» **EXERCISE REQUIREMENTS**: Rename "sample output" to "reference output" throughout the rows below and reproduce them with nothing else changed.
─── EXERCISE INPUTS
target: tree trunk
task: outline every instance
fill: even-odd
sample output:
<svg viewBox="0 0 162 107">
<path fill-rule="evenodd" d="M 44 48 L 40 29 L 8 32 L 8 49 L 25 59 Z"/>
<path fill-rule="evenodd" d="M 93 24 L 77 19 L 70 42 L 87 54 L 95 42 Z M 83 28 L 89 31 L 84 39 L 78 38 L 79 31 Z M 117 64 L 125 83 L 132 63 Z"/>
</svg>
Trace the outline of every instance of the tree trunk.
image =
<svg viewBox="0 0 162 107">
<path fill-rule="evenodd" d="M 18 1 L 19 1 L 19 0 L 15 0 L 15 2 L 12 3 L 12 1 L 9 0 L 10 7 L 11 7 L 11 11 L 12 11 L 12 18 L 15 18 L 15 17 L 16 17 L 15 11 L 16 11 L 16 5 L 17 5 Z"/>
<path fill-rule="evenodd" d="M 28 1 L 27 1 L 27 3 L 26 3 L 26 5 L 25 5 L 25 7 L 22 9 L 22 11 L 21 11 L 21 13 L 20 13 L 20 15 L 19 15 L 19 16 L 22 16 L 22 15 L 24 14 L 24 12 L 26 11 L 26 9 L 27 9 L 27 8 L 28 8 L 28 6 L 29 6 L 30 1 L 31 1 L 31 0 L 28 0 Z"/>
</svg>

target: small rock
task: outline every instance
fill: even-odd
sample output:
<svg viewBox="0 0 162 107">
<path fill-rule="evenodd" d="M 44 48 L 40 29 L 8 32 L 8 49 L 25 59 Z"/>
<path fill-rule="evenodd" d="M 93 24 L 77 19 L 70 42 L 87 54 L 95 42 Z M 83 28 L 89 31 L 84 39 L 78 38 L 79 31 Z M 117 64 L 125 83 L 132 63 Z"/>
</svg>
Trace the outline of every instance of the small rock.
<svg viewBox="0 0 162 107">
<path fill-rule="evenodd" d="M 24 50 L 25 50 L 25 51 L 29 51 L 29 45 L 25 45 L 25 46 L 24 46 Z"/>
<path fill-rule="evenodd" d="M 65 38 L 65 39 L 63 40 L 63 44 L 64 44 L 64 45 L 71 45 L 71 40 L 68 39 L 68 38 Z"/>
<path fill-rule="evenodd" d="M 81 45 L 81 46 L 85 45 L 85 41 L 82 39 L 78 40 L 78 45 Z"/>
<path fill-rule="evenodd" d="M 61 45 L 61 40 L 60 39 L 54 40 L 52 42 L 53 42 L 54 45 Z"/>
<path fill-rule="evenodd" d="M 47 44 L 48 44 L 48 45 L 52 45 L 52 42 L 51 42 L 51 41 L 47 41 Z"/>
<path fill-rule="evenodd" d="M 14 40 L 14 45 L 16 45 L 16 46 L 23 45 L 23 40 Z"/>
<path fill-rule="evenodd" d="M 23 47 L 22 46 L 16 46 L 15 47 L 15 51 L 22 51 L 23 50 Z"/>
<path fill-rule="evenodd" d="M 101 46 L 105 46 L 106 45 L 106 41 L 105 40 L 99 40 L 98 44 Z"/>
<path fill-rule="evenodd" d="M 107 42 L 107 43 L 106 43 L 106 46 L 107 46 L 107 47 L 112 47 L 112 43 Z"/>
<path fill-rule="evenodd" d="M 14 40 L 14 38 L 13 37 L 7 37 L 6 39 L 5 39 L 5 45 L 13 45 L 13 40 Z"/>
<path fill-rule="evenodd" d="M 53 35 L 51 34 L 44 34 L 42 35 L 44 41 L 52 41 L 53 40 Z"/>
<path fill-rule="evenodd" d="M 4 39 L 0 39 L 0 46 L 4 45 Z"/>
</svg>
──────
» **TASK OUTPUT**:
target: tree trunk
task: outline every instance
fill: even-odd
reference output:
<svg viewBox="0 0 162 107">
<path fill-rule="evenodd" d="M 44 48 L 40 29 L 8 32 L 8 49 L 25 59 Z"/>
<path fill-rule="evenodd" d="M 93 24 L 77 19 L 70 42 L 87 54 L 95 42 Z M 83 28 L 89 31 L 84 39 L 78 38 L 79 31 Z M 117 64 L 125 83 L 132 63 Z"/>
</svg>
Trace the outline of every instance of the tree trunk.
image =
<svg viewBox="0 0 162 107">
<path fill-rule="evenodd" d="M 18 1 L 19 1 L 19 0 L 15 0 L 15 2 L 12 3 L 12 1 L 9 0 L 10 7 L 11 7 L 11 11 L 12 11 L 12 18 L 15 18 L 15 17 L 16 17 L 15 11 L 16 11 L 16 5 L 17 5 Z"/>
<path fill-rule="evenodd" d="M 28 1 L 27 1 L 27 3 L 26 3 L 26 5 L 25 5 L 25 7 L 22 9 L 22 11 L 21 11 L 21 13 L 20 13 L 20 15 L 19 15 L 19 16 L 22 16 L 22 15 L 24 14 L 24 12 L 26 11 L 26 9 L 27 9 L 27 8 L 28 8 L 28 6 L 29 6 L 30 1 L 31 1 L 31 0 L 28 0 Z"/>
</svg>

target: small rock
task: outline every instance
fill: even-odd
reference output:
<svg viewBox="0 0 162 107">
<path fill-rule="evenodd" d="M 44 48 L 40 29 L 8 32 L 8 49 L 25 59 Z"/>
<path fill-rule="evenodd" d="M 93 24 L 77 19 L 70 42 L 87 54 L 95 42 Z M 83 28 L 89 31 L 84 39 L 78 38 L 79 31 Z M 117 64 L 125 83 L 132 63 Z"/>
</svg>
Trace the outline of every instance of the small rock.
<svg viewBox="0 0 162 107">
<path fill-rule="evenodd" d="M 24 50 L 25 50 L 25 51 L 29 51 L 29 45 L 25 45 L 25 46 L 24 46 Z"/>
<path fill-rule="evenodd" d="M 65 38 L 65 39 L 63 40 L 63 44 L 64 44 L 64 45 L 71 45 L 71 40 L 68 39 L 68 38 Z"/>
<path fill-rule="evenodd" d="M 81 45 L 81 46 L 85 45 L 85 41 L 82 39 L 78 40 L 78 45 Z"/>
<path fill-rule="evenodd" d="M 61 45 L 61 40 L 60 39 L 54 40 L 52 42 L 53 42 L 54 45 Z"/>
<path fill-rule="evenodd" d="M 47 44 L 48 44 L 48 45 L 52 45 L 52 42 L 51 42 L 51 41 L 47 41 Z"/>
<path fill-rule="evenodd" d="M 14 40 L 14 45 L 16 45 L 16 46 L 23 45 L 23 40 Z"/>
<path fill-rule="evenodd" d="M 23 47 L 22 46 L 16 46 L 15 47 L 15 51 L 22 51 L 23 50 Z"/>
<path fill-rule="evenodd" d="M 101 46 L 105 46 L 106 45 L 106 41 L 105 40 L 99 40 L 98 44 Z"/>
<path fill-rule="evenodd" d="M 107 42 L 107 43 L 106 43 L 106 46 L 107 46 L 107 47 L 112 47 L 112 43 Z"/>
<path fill-rule="evenodd" d="M 14 40 L 14 38 L 13 37 L 7 37 L 6 39 L 5 39 L 5 45 L 13 45 L 13 40 Z"/>
<path fill-rule="evenodd" d="M 53 35 L 51 34 L 44 34 L 42 35 L 44 41 L 52 41 L 53 40 Z"/>
<path fill-rule="evenodd" d="M 4 39 L 0 39 L 0 46 L 4 45 Z"/>
</svg>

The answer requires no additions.